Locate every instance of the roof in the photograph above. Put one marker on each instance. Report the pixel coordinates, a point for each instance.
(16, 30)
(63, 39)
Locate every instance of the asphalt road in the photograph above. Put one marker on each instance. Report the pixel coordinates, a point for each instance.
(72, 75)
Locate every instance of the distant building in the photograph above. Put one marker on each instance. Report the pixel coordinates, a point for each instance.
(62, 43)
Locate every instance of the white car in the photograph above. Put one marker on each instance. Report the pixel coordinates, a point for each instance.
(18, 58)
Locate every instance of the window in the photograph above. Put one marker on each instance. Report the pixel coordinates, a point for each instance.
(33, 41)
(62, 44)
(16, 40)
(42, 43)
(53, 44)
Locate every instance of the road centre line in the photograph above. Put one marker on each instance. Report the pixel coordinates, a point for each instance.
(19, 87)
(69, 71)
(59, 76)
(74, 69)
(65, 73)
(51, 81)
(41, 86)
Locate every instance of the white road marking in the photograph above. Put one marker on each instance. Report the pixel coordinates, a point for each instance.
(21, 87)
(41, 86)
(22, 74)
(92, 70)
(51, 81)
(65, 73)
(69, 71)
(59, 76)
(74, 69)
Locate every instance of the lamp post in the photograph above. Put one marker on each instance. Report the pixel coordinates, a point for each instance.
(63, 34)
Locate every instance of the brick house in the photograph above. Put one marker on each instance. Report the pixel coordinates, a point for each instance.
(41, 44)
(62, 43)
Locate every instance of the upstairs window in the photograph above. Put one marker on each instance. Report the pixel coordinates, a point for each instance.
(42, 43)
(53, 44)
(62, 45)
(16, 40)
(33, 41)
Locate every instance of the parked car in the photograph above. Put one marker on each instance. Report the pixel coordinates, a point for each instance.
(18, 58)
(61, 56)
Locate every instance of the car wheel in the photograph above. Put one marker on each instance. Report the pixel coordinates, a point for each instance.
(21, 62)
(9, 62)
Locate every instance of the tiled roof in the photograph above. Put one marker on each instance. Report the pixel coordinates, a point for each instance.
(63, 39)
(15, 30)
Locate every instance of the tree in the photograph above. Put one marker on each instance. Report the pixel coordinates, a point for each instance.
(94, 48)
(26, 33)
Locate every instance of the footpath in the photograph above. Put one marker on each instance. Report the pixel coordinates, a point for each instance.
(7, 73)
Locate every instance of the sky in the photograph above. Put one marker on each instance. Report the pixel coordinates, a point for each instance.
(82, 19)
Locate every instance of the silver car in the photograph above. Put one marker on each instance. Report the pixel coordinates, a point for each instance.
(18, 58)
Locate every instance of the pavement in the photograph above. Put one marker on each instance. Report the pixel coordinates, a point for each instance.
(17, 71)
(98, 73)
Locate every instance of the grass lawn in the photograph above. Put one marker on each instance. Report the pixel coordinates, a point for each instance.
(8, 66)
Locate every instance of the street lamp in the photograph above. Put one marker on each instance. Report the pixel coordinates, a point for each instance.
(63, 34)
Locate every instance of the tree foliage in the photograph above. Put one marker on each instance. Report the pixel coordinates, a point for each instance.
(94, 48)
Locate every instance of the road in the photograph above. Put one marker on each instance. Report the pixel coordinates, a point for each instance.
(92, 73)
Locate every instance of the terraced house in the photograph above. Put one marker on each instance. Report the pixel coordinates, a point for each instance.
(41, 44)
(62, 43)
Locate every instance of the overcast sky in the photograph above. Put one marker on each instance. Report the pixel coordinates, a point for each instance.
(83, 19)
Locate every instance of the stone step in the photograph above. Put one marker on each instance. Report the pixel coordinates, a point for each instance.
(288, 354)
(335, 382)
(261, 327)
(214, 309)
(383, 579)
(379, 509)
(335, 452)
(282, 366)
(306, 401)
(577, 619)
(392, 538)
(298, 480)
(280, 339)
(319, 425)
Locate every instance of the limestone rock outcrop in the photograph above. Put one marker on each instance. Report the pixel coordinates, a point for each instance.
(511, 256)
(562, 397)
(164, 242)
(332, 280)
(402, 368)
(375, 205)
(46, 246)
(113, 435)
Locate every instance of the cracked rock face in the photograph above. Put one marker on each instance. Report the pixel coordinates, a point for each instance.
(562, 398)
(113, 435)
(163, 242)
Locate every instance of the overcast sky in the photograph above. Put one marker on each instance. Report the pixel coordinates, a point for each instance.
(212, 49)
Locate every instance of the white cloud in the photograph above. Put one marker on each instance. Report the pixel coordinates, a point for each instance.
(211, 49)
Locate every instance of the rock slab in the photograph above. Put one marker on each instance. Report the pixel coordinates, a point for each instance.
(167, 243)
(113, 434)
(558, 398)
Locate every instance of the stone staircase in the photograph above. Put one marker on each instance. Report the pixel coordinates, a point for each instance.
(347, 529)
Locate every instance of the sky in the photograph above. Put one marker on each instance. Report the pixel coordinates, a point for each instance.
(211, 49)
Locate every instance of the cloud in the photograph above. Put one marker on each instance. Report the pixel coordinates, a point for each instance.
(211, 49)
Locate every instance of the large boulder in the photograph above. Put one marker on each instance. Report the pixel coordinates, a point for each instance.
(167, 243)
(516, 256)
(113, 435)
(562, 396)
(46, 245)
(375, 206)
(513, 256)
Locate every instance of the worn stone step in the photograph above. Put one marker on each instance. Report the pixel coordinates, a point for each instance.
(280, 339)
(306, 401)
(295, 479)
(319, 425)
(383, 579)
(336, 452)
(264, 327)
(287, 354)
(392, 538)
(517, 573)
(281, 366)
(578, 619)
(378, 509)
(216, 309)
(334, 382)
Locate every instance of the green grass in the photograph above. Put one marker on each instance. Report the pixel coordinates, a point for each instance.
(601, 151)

Exercise: Exactly reproduce the material above.

Full answer:
Locate every instance of the roof in the photograph above. Put one marker on each instance. Report the pixel coordinates, a point for each instance.
(16, 30)
(63, 39)
Locate every instance of the asphalt road in the photograph above. Put one marker on each instance. Report the pixel coordinates, a point for each instance.
(72, 75)
Locate every instance of the distant building in the photograph above. Put one marker on each instance. Report the pixel coordinates, a point for each instance.
(62, 43)
Locate every instance of the white car in the photograph above. Put one marker on each instance. Report the pixel coordinates, a point for each instance.
(18, 58)
Locate every instance of the window in the photograph above. Put one marker on each instance. Report the pixel coordinates, a point for each instance.
(33, 41)
(62, 44)
(16, 40)
(42, 43)
(53, 44)
Locate every instance of the road centre line in the photograph above. Put one marker on each instance. Report the pixel coordinates, a point for each instance.
(19, 87)
(69, 71)
(59, 76)
(74, 69)
(65, 73)
(51, 81)
(41, 86)
Locate every instance of the white road marking in the photograph above. Put one marker on each instance. Report the pixel coordinates, a point for each instance.
(21, 87)
(41, 86)
(22, 74)
(92, 70)
(51, 81)
(65, 73)
(69, 71)
(59, 76)
(74, 69)
Locate every instance of the lamp post in the photograph above. Put one marker on each instance. Report the pixel coordinates, a point for each instance.
(63, 34)
Locate every instance of the brick house in the photograph above. Put one marker on each instance. Report the pixel coordinates, a point for each instance.
(41, 44)
(62, 43)
Locate every instance of the upstairs window in the photograph above. Put one marker on each instance. Report the pixel coordinates, a point for each instance.
(42, 43)
(53, 44)
(62, 45)
(16, 40)
(33, 41)
Locate every instance of the parked car in the photograph above. Put one marker on each instance. Report the pixel coordinates, a point for each instance.
(18, 58)
(61, 56)
Locate every instance of the car wheel in the photograph above. Put one marker on each instance. Report the pixel coordinates, a point for each instance.
(21, 62)
(9, 62)
Locate every instance of the tiled roof in the photograph above. Put one marker on each instance. Report the pixel coordinates, a point for each instance.
(63, 39)
(15, 30)
Locate every instance of the tree in the photograph above. Put one marker on each instance. Report the pixel coordinates, a point for each instance.
(94, 48)
(26, 33)
Locate every instance of the footpath in the photograph above. Put one marker on each instance. Report the pixel coordinates, a point for each instance.
(7, 73)
Locate every instance of the sky in the photograph above. Put one marker on each instance. Report the pixel coordinates, a point for each instance.
(82, 19)
Locate every instance of the silver car in the photograph above. Put one marker on each instance. Report the pixel coordinates, a point for each instance.
(18, 58)
Locate every instance of the pavement in the photograph above. Put one marker on each instance. Report the pixel coordinates, a point for each instance.
(17, 71)
(98, 73)
Locate every instance of the grass lawn in the photograph above. Put one marker on each instance. Report the pixel coordinates, a point for each instance.
(8, 66)
Locate every instance of the street lamp in the photograph above. Put one marker on each instance. Report the pixel coordinates, a point for each instance.
(63, 34)
Locate every instance of the tree foliage in the photograph above. Put one marker on each instance. Report the pixel coordinates, a point for each instance.
(94, 48)
Locate every instance of the road in the photograph above. Put one marker on each instance. Report the pixel coordinates, a point for each instance.
(92, 73)
Locate every instance of the terraced house in the photograph above. Put one marker on each instance. Report the pixel coordinates, a point for each instance.
(41, 44)
(62, 43)
Locate every instance of the overcast sky in the photograph above. Put one marker on each instance. Report the pixel coordinates, a point for each instance.
(83, 19)
Locate every instance of the stone step in the photograph above. Put one marker on each instance. Report the pixel coordinates, a point for each instance.
(288, 354)
(335, 382)
(261, 327)
(214, 309)
(383, 579)
(379, 509)
(335, 452)
(282, 366)
(306, 401)
(577, 619)
(392, 538)
(298, 480)
(280, 339)
(319, 425)
Locate every instance of the limestone rock outcrop in the photograph above. Put one marker on each instance. Report the pixel coordinates, a point for each instance.
(511, 256)
(562, 397)
(164, 242)
(332, 280)
(402, 368)
(375, 205)
(46, 246)
(113, 435)
Locate every instance of the cracked rock face in the photograph above. Put one marker on each instance. Report the pixel coordinates, a point for each instance.
(562, 398)
(113, 435)
(163, 242)
Locate every instance of the overcast sky in the photograph above. Put one marker on each instance. Report the pixel coordinates, a point for each instance.
(212, 49)
Locate every instance of the white cloud in the photograph above. Put one marker on each instance. Report the pixel coordinates, a point for each instance.
(211, 49)
Locate every instance of the rock slab in the photograph above. Put one marker on each instance. Report the pixel coordinates, a point for each instance.
(167, 243)
(113, 434)
(558, 398)
Locate every instance of the stone staircase in the photograph above. Put one marker on each instance. Report the pixel coordinates, a point for each instance.
(347, 529)
Locate every instance of the sky in the photograph above. Put one marker on each instance. Report the pixel coordinates, a point for each instance.
(211, 49)
Locate every instance of the cloud in the photograph above. Put one marker on each instance. Report the pixel coordinates, a point for each instance.
(211, 49)
Locate every instance of the large boulder in the photograph above. Put one marker on each instance. Report the pixel coordinates, a point for each instance.
(167, 243)
(516, 256)
(113, 435)
(562, 396)
(46, 245)
(375, 206)
(513, 256)
Locate every instance of the worn stone step in the photograph above. Put one marker on each instance. Report the pixel coordinates, a point for each instance.
(280, 339)
(306, 401)
(295, 479)
(319, 425)
(383, 579)
(336, 452)
(264, 327)
(287, 354)
(392, 538)
(517, 573)
(281, 366)
(578, 619)
(378, 509)
(216, 309)
(334, 382)
Locate every instance of the green grass in the photograph above. Put one marker on each instance. Report the pixel coordinates, a point for each instance.
(601, 151)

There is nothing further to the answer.